- DIRECTIVE 1:
Can you copy, word for word, the part of the records that opens with the line containing "The endpoint marks every instance of the purple petal" and closes with the line containing "x=112, y=103", including both of those lines?

- EXTRACT TO READ:

EOTR 2014 ~ Day 3: Falling asleep at the wheel

End of the Road Festival 2014, Larmer Tree Gardens, Dorset

[Writing Soundtrack: With Light & With Love ~ Woods]

Firstly, and by way of apology, sorry this is taking so long. Also, sorry if this one is a bit hazy; its been a few weeks and I have the memory of a gold… er… oh you know those shiny orange things that float around in tanks. You get the picture. Anyway, bear with me, it will all be over soon.

Day 3 of a festival is always a tough one; especially if like me you think camping is the devil’s work. I have had some wet and miserable Day 3’s, where it has been more about fighting off trench foot and getting to the end of the day without murdering a juggler. However, today is going to be different. Today we do this thing with minimum effort and maximum enjoyment. Well that’s the plan anyway.

Things get off to a good start; it’s dry. Not just dry, it’s sunny; one of those perfect late summer days, bright sunshine & little fluffy clouds drifting slowly past. This bodes well. A look at the clash finder indicates that there is lots to see at the Garden Stage today, so we   decide to throw a couple of camping chairs over our shoulders and find a nice spot to park up and watch the day unfold in relative comfort. Following a leisurely breakfast, this is precisely what we do.

- DIRECTIVE 2:
Could you continue the account of the third day at the festival from where it stops?

- MATERIAL FOR THIS EXERCISE:
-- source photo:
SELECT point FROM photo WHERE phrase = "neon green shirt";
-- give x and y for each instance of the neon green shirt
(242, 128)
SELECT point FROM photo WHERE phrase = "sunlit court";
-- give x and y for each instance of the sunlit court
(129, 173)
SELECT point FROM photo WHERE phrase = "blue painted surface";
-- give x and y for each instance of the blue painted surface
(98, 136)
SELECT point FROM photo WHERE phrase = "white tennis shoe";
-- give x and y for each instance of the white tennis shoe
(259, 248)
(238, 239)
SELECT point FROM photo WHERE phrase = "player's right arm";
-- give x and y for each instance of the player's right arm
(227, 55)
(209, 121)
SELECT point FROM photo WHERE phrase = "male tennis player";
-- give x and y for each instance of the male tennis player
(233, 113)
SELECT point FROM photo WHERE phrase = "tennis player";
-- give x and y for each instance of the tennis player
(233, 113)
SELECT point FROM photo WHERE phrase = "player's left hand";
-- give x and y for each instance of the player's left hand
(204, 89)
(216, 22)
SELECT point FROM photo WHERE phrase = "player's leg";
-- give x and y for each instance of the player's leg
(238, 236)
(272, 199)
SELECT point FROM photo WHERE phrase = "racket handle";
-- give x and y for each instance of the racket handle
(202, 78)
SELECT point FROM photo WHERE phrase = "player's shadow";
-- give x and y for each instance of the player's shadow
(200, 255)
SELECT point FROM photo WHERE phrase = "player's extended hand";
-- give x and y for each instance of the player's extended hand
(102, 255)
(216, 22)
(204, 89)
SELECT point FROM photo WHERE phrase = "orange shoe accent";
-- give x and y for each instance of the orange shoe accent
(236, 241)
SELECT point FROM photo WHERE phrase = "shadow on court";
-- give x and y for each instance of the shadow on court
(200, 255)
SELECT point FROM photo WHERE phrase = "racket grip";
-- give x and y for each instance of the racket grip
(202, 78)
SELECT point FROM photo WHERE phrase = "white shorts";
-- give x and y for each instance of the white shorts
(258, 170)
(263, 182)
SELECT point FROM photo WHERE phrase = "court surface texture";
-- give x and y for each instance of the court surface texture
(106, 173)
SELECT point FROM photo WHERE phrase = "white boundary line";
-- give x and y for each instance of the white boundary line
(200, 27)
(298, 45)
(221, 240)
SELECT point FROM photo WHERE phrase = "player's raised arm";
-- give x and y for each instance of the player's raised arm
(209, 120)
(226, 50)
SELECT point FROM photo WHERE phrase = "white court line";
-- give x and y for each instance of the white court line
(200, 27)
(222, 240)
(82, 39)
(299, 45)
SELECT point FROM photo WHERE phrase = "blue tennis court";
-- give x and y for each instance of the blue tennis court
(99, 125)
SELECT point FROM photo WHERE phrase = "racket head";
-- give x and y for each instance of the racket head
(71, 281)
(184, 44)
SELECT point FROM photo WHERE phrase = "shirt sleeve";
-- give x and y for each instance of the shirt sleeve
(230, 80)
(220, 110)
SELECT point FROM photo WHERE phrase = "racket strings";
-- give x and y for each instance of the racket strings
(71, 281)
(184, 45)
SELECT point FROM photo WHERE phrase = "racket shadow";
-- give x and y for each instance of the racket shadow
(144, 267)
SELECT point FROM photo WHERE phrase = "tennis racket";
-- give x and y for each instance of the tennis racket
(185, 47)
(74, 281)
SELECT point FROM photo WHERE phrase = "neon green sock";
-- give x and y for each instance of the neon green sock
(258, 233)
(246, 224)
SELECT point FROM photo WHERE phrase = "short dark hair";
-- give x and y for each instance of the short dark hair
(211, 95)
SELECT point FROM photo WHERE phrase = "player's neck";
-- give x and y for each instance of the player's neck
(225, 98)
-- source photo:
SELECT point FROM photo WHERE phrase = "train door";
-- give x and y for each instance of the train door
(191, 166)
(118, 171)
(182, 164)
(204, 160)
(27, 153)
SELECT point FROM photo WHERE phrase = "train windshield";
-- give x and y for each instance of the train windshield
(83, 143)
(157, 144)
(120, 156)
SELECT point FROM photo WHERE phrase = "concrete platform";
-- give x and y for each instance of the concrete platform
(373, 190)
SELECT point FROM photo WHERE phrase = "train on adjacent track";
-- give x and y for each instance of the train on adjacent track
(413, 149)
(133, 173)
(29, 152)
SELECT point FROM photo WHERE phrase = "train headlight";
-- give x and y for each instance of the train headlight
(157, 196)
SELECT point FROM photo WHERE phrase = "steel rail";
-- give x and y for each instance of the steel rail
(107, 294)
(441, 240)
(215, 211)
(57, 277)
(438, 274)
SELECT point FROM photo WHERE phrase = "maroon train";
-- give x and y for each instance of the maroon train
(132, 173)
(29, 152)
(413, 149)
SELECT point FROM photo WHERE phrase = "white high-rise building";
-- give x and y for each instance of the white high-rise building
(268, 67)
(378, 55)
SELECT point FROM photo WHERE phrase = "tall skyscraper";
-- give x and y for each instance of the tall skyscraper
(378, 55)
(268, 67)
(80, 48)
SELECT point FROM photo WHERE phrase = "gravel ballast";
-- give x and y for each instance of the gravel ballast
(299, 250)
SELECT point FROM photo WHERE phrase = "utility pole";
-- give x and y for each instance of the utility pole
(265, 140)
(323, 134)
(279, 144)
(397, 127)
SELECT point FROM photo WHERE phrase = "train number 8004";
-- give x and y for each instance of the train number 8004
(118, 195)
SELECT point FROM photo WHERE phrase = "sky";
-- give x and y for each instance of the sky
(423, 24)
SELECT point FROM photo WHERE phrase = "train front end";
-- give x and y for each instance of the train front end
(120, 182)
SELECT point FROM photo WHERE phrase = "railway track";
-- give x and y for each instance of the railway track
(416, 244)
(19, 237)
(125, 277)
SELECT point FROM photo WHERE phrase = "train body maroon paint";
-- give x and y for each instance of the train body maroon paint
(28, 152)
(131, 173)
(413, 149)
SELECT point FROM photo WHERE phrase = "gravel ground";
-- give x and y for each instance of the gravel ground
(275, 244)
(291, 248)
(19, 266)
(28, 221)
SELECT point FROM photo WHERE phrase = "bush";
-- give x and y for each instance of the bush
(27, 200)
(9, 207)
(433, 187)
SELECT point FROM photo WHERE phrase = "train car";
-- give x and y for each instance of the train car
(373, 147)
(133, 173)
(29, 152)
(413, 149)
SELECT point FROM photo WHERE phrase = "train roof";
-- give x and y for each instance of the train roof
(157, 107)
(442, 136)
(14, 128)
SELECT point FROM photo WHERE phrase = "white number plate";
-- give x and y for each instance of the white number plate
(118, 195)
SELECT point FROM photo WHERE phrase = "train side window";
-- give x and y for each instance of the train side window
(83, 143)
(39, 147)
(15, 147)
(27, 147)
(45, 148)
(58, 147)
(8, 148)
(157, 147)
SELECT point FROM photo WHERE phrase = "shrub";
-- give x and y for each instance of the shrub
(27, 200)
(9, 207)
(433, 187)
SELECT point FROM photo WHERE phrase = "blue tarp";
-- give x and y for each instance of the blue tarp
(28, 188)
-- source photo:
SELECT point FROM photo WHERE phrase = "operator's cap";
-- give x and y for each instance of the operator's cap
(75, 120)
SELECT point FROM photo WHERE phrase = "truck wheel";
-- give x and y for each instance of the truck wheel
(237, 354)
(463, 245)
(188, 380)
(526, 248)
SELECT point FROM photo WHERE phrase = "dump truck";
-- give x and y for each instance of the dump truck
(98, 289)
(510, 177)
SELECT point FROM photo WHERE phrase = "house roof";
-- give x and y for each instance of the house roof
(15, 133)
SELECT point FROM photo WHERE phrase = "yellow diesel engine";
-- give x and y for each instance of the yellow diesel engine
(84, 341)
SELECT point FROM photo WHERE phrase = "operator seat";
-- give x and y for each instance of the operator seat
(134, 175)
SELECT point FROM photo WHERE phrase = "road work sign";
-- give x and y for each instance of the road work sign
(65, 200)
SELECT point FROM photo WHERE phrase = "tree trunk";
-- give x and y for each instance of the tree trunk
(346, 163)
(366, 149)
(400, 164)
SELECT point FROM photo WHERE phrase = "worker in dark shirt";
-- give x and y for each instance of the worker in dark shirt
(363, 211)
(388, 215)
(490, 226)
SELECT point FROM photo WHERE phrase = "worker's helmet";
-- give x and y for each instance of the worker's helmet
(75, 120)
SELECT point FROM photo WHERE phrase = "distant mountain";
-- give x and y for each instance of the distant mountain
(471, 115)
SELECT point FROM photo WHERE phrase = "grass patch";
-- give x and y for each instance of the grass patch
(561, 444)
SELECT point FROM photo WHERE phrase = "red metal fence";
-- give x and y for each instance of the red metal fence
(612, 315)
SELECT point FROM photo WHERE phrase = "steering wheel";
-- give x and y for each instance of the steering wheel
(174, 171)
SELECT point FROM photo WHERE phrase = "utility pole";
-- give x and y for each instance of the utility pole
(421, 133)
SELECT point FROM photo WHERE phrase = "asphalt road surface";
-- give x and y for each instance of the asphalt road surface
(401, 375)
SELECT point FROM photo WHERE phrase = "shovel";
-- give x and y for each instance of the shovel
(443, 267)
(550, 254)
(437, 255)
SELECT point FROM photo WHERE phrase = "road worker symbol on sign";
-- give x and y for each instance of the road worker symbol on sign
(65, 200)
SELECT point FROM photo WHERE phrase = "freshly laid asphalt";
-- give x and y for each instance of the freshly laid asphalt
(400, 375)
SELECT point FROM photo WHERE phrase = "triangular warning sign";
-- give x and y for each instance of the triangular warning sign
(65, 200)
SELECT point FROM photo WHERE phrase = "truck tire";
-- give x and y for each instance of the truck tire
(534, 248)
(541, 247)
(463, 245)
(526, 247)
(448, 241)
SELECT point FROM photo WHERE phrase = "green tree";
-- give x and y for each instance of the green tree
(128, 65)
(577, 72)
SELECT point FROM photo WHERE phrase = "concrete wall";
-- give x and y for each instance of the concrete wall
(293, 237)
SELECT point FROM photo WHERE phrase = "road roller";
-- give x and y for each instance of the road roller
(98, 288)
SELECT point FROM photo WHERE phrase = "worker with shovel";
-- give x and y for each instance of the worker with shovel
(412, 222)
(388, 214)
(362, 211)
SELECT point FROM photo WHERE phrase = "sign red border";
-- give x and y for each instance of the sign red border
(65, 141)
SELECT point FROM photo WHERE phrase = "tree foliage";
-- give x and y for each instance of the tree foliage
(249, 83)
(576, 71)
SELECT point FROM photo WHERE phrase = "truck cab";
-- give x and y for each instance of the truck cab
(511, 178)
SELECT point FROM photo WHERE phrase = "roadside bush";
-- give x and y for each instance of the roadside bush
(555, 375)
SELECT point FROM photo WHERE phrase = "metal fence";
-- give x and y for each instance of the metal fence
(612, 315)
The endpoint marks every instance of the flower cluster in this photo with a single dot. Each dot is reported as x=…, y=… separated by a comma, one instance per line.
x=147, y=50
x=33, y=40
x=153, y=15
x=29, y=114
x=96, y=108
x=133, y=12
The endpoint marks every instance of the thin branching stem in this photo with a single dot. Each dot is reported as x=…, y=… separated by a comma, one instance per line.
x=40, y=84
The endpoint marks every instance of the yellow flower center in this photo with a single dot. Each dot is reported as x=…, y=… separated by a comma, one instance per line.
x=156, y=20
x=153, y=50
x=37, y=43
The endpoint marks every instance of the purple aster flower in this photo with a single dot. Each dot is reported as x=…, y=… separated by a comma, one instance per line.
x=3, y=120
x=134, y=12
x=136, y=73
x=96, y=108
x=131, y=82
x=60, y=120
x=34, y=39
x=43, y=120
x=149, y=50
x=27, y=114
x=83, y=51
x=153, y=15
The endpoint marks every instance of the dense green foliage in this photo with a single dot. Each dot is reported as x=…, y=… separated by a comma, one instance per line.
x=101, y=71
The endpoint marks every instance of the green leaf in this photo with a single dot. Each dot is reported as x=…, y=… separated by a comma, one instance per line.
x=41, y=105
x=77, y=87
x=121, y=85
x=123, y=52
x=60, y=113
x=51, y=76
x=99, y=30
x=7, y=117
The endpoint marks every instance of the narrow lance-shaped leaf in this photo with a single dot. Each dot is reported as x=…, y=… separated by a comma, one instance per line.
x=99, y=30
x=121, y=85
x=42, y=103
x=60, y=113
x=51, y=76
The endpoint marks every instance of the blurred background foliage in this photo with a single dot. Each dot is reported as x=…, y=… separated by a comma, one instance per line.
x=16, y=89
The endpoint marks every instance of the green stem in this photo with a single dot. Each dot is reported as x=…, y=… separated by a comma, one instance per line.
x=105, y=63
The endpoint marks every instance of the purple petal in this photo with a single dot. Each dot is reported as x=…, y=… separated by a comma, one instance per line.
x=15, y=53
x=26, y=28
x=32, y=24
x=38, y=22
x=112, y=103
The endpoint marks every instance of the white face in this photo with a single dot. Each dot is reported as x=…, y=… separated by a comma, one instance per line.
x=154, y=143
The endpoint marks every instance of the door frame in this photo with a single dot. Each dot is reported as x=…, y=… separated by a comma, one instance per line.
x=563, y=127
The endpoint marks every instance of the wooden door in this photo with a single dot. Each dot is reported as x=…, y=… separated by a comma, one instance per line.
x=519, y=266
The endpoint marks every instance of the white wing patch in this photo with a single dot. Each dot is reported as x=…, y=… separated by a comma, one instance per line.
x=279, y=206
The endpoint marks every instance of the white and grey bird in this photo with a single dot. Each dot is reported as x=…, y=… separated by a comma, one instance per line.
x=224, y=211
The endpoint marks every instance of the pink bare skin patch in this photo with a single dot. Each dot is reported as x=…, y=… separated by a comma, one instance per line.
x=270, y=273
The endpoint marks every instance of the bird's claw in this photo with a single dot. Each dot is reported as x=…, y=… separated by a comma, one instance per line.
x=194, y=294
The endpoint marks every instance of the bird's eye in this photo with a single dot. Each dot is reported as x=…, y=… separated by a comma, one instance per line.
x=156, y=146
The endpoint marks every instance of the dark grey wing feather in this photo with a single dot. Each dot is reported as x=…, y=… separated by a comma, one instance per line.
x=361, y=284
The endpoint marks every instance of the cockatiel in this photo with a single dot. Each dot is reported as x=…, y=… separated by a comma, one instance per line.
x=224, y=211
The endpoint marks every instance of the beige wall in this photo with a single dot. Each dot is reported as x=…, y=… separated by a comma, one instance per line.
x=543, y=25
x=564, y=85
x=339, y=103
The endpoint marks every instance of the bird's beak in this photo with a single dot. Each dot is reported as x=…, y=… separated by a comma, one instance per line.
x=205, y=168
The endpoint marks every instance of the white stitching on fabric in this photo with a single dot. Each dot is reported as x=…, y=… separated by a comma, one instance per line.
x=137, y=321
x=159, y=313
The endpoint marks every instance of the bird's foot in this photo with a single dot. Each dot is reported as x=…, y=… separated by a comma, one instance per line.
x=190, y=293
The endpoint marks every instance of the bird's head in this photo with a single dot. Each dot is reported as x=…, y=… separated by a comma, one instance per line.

- EXERCISE RESPONSE 1:
The endpoint marks every instance of the purple petal in this photo with a single dot. Each dot is reported as x=…, y=… separated by a comma, one instance per line.
x=15, y=53
x=26, y=28
x=32, y=24
x=38, y=22
x=112, y=103

- EXERCISE RESPONSE 2:
First up in the garden is Futur Primitif, the nom de plume of Daniel Lefkowitz. He used to be in The Low Anthem, a band who I admit never really crossed my path, but they seem very popular at EOTR so a reasonable crowd has parked up to watch him in  the warmth of the early afternoon.  He takes the stage, thin and unshaven, in an old suit jacket and carrying just an acoustic guitar and clearly at this early hour, very hungover (possibly still drunk). This is just what I need to break gently into the day. Actually, I should digress a moment here. Because what I really needed happened a few minutes earlier when the question was posed ‘would you like a Bloody Mary?’. The answer obviously was yes…. if you are ever asked that same question, the answer should always be yes. Very nice Bloody Marys they were too, from the groovy little cocktail bar at the back of the Garden, very spicy and no scrimping on the vodka. Frankly I’m spoilt now; any festival which doesn’t have a cocktail bar just isn’t going to cut it for me any more.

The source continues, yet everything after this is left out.